#### Task description
Rewrite the data below, changing every "Bounding boxes:" to "Detected regions:" and leaving all other text untouched.

▬▬▬▬▬▬

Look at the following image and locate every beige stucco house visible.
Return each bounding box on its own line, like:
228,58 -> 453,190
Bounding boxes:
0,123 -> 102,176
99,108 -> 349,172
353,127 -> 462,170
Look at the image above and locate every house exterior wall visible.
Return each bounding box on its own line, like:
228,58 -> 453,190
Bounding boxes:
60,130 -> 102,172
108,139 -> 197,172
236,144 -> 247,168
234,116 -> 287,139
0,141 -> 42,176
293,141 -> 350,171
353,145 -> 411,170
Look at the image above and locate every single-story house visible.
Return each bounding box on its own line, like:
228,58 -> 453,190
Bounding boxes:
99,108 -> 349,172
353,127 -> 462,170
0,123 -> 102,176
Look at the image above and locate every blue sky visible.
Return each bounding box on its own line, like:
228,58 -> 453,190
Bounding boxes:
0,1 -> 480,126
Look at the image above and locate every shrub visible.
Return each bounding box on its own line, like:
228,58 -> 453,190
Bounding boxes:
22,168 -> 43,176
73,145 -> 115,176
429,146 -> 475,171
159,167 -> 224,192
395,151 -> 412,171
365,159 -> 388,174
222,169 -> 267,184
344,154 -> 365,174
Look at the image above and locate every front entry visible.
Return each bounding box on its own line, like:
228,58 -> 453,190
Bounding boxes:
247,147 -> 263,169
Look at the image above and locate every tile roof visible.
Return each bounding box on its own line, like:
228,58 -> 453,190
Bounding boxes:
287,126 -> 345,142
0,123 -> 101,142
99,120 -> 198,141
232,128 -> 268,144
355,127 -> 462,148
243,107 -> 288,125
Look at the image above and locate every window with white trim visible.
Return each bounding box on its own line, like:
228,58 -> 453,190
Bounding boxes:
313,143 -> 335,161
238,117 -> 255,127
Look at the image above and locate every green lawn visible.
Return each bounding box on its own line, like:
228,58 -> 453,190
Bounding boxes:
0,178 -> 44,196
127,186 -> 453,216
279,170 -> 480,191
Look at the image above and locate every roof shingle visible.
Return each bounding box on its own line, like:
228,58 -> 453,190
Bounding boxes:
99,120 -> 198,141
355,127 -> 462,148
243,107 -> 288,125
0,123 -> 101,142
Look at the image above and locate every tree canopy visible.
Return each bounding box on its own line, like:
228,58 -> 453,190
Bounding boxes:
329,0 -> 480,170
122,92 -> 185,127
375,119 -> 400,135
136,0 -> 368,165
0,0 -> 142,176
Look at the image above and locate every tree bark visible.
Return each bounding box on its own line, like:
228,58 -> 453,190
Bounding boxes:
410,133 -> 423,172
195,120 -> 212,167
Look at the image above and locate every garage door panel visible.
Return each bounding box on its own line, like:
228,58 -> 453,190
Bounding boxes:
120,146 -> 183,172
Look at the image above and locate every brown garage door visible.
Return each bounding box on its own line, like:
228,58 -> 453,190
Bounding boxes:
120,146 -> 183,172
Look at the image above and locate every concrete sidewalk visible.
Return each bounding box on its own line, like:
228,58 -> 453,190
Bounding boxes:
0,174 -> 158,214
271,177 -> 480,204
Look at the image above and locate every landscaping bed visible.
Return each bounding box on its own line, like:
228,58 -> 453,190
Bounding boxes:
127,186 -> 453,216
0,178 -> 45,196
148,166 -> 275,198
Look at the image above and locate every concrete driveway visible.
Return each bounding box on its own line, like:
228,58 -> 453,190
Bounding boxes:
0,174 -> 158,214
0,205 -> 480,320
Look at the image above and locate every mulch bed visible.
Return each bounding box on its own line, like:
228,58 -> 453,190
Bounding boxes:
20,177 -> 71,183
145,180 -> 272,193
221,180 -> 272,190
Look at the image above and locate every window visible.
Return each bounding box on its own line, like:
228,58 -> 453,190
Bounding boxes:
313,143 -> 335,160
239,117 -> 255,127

▬▬▬▬▬▬

#### Solved exercise
Look at the following image and locate every beige stucco house visible.
Return each bounding box on its own line, like:
228,58 -> 453,190
Detected regions:
0,123 -> 102,176
99,108 -> 349,172
353,127 -> 462,170
Look at the image above and locate every house exterior wall visible.
Return each bounding box on its own line, like:
228,58 -> 453,190
Detected regions:
60,130 -> 102,172
108,139 -> 197,172
236,144 -> 247,168
234,116 -> 287,139
0,141 -> 42,176
293,141 -> 350,171
353,145 -> 411,170
Look at the image above and locate every single-story house visible.
Return each bounding box on its own line, like:
228,58 -> 453,190
Detected regions:
99,108 -> 349,172
353,127 -> 462,170
0,123 -> 102,176
Look at the image above and locate every blue sky visible.
Return each bounding box on its own line, like:
228,58 -> 453,190
Detected regions:
0,1 -> 480,126
Look at the image above and locate every shrub visible.
Return each bounding box on its own line, like:
228,58 -> 453,190
Detected regions:
22,168 -> 43,176
73,145 -> 115,176
429,146 -> 475,171
159,167 -> 224,192
395,151 -> 412,171
365,159 -> 388,174
222,169 -> 267,184
344,154 -> 365,174
Look at the image above and locate every front entry visible.
Return each bounding box on its own line, like:
228,58 -> 453,190
Detected regions:
247,147 -> 263,169
Look at the image above and locate every tile roof visible.
Return each bounding box on its own line, like:
228,58 -> 453,190
Detected regions:
287,126 -> 345,142
0,123 -> 101,142
99,120 -> 198,141
232,128 -> 268,144
355,127 -> 462,148
243,107 -> 288,125
Look at the image above and locate every window with white trim visible.
Return each bounding box on its own line, like:
228,58 -> 453,190
Detected regions:
313,143 -> 335,161
238,117 -> 255,127
Look at the image above and locate every green lawn visible.
Return each bounding box on its own line, like:
228,58 -> 453,190
Detected regions:
0,178 -> 44,196
127,186 -> 453,216
279,170 -> 480,191
Look at the image above and locate every roof shingle visible.
Return each bounding box on its own line, like:
228,58 -> 453,190
Detected regions:
99,120 -> 198,141
355,127 -> 462,148
243,107 -> 288,125
0,123 -> 101,142
Look at the image above and locate every tree canopy visible.
Return each bounding box on its own line, like:
228,58 -> 453,190
Detected regions:
329,0 -> 480,170
122,92 -> 185,127
375,119 -> 400,135
136,0 -> 368,165
0,0 -> 142,176
Look at the image above and locate every tree bark visible.
Return each bounding box on its own line, like:
228,58 -> 453,190
Detected regions:
410,133 -> 423,172
195,120 -> 212,167
Look at the image above and locate every garage door panel visible.
Return each bounding box on its own line, like:
228,58 -> 453,190
Detected regions:
120,146 -> 183,172
Look at the image above and locate every brown garage door visible.
Return each bounding box on its own line, like:
228,58 -> 453,190
Detected regions:
120,146 -> 183,172
Look at the image above and locate every concrete sidewalk visible.
Return each bounding box on its own line, like:
228,58 -> 453,190
Detected regions:
0,174 -> 158,214
271,177 -> 480,204
Look at the image above and locate every landscaping bed visible.
Return each bounding box on its own line, like:
228,58 -> 453,190
Detected regions:
127,186 -> 453,216
0,178 -> 45,196
148,166 -> 275,198
Look at the image above and locate every concrete driveway visible.
Return each bounding box on its own line, like:
228,58 -> 453,190
Detected regions:
0,174 -> 158,214
0,205 -> 480,320
Look at the image above and locate every mulch bed visible.
Return each bounding box on its own line, like:
228,58 -> 453,190
Detected regions:
20,177 -> 71,183
145,180 -> 272,193
221,180 -> 272,190
Look at the image above and locate every window visible.
Return each bounding box on its own line, like:
228,58 -> 453,190
Detected regions:
313,143 -> 335,160
239,117 -> 255,127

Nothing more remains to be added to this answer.